Return the records in full, exactly as given.

SOURCE DATA section start

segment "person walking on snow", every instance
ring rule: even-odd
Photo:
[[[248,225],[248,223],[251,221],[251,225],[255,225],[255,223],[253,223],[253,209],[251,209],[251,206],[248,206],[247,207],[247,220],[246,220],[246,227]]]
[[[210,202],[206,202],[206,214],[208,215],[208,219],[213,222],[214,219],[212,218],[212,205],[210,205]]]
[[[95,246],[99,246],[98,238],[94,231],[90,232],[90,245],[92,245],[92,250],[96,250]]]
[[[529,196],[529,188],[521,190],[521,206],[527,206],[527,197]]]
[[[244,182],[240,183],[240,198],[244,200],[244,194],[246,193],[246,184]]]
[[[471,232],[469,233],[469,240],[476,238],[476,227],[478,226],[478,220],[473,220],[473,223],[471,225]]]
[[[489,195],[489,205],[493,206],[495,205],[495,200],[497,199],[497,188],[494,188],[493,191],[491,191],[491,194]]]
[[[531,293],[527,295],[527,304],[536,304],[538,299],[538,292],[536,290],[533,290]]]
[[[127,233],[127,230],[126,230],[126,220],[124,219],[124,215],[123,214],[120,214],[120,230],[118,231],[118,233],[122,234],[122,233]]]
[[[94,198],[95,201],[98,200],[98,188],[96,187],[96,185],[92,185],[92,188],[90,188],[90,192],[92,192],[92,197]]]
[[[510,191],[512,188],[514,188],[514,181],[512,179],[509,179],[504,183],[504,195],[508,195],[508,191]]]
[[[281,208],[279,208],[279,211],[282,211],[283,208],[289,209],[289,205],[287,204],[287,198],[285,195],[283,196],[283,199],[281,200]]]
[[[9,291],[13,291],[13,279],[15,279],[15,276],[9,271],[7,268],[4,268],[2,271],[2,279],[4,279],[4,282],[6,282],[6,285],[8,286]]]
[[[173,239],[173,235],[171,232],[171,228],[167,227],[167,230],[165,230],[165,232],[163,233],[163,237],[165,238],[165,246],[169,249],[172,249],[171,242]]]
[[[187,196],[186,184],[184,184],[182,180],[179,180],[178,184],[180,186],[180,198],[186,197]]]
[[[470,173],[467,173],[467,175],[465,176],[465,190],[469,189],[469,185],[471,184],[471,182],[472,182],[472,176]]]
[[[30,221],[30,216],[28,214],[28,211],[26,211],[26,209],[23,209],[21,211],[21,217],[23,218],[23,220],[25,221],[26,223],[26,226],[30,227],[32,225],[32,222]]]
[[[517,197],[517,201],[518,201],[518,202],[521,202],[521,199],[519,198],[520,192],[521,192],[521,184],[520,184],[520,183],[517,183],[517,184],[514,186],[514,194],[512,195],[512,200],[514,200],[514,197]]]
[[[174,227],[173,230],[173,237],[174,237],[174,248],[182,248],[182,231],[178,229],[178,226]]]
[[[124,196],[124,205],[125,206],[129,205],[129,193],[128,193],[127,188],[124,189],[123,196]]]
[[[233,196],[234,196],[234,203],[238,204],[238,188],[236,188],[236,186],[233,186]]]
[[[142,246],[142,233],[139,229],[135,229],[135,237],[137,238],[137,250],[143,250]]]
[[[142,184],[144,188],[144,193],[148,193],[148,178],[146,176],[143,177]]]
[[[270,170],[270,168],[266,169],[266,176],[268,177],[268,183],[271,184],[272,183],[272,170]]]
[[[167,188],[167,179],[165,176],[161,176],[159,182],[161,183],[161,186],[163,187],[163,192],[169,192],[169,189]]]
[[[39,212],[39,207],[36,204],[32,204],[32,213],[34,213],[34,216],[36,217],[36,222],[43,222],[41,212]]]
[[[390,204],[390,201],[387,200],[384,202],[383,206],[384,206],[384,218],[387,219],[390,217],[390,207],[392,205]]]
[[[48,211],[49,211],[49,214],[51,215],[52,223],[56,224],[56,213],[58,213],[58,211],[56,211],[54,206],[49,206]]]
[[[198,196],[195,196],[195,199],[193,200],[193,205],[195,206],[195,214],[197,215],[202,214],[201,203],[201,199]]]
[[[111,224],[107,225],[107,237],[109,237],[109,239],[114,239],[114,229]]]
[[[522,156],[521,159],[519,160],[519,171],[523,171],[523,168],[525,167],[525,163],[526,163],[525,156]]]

SOURCE DATA section end

SOLUTION FOR THIS EXERCISE:
segment "person walking on snow", every instance
ring rule: even-odd
Photo:
[[[248,225],[248,223],[251,221],[251,225],[255,225],[255,223],[253,223],[253,209],[251,209],[251,206],[248,206],[247,207],[247,220],[246,220],[246,227]]]
[[[210,202],[206,202],[206,214],[208,215],[208,219],[213,222],[214,219],[212,218],[212,205],[210,205]]]
[[[95,246],[99,246],[98,238],[94,231],[90,232],[90,245],[92,245],[92,250],[96,250]]]
[[[529,196],[529,188],[521,190],[521,206],[527,206],[527,197]]]
[[[244,182],[240,183],[240,198],[244,200],[244,194],[246,193],[246,184]]]
[[[471,232],[469,233],[469,240],[476,238],[476,227],[478,226],[478,220],[473,220],[473,223],[471,225]]]
[[[489,195],[489,205],[493,206],[495,205],[495,200],[497,199],[497,188],[494,188],[493,191],[491,191],[491,194]]]
[[[531,293],[527,295],[527,304],[536,304],[538,299],[538,292],[536,290],[533,290]]]
[[[127,233],[127,230],[126,230],[126,220],[124,219],[124,215],[123,214],[120,214],[120,230],[118,231],[118,233],[122,234],[122,233]]]
[[[94,198],[95,201],[98,200],[98,188],[96,187],[96,185],[92,185],[92,188],[90,188],[90,192],[92,192],[92,197]]]
[[[510,191],[512,188],[514,188],[514,181],[512,179],[509,179],[504,183],[504,195],[508,195],[508,191]]]
[[[281,208],[279,208],[279,211],[282,211],[283,208],[289,209],[289,205],[287,204],[287,198],[285,195],[283,196],[283,199],[281,200]]]
[[[9,291],[13,291],[13,279],[15,279],[15,276],[9,271],[7,268],[4,268],[2,271],[2,279],[4,279],[4,282],[6,282],[6,285],[8,286]]]
[[[173,239],[173,235],[171,232],[171,228],[167,227],[167,230],[165,230],[165,232],[163,233],[163,237],[165,238],[165,246],[169,249],[172,249],[171,242]]]
[[[187,196],[186,184],[184,184],[182,180],[179,180],[178,184],[180,186],[180,198],[186,197]]]
[[[470,173],[467,173],[467,175],[465,176],[465,190],[469,189],[469,185],[471,184],[471,182],[472,182],[472,176]]]
[[[30,221],[30,216],[28,214],[28,211],[26,211],[26,209],[23,209],[21,211],[21,217],[23,218],[23,220],[25,221],[26,223],[26,226],[30,227],[32,225],[32,222]]]
[[[517,197],[517,201],[518,201],[518,202],[521,202],[521,199],[519,198],[520,192],[521,192],[521,184],[520,184],[520,183],[517,183],[517,184],[514,186],[514,194],[512,195],[512,200],[514,200],[514,197]]]
[[[174,227],[173,230],[173,237],[174,237],[174,248],[182,248],[182,231],[178,229],[178,226]]]
[[[124,196],[124,205],[125,206],[129,205],[129,193],[128,193],[127,188],[124,189],[123,196]]]
[[[233,196],[234,196],[234,203],[238,204],[238,188],[236,188],[236,186],[233,186]]]
[[[142,246],[142,233],[139,229],[135,229],[135,237],[137,238],[137,250],[143,250]]]
[[[142,184],[144,188],[144,193],[148,193],[148,178],[146,176],[143,177]]]
[[[270,170],[270,168],[266,169],[266,176],[268,177],[268,183],[271,184],[272,183],[272,170]]]
[[[167,188],[167,179],[165,176],[161,176],[159,182],[161,183],[161,186],[163,187],[163,192],[169,192],[169,189]]]
[[[39,212],[39,207],[36,204],[32,204],[32,213],[34,213],[34,216],[36,217],[36,222],[43,222],[41,212]]]
[[[390,204],[390,201],[387,200],[384,202],[383,206],[384,206],[384,218],[387,219],[390,217],[390,207],[392,205]]]
[[[48,211],[49,211],[49,214],[51,215],[52,223],[56,224],[56,213],[58,213],[58,211],[56,211],[54,206],[49,206]]]
[[[198,196],[195,196],[195,199],[193,200],[193,205],[195,206],[195,214],[197,215],[202,214],[201,203],[201,199]]]
[[[111,224],[107,225],[107,237],[109,237],[109,239],[114,239],[114,229]]]
[[[522,156],[521,159],[519,160],[519,171],[523,171],[523,168],[525,167],[525,163],[526,163],[525,156]]]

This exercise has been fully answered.